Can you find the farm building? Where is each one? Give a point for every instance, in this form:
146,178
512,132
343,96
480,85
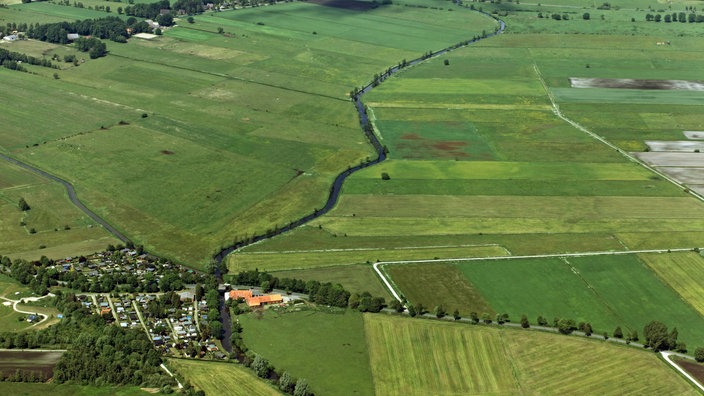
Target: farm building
252,300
◇ ◇ ◇ ◇ ◇
= Work to do =
Quote the material above verbatim, line for line, and omit the picture.

= The output =
Can you find the farm building? Where is each one? Give a point for every instance, in this form:
146,178
512,132
343,96
480,85
Target: farm building
252,300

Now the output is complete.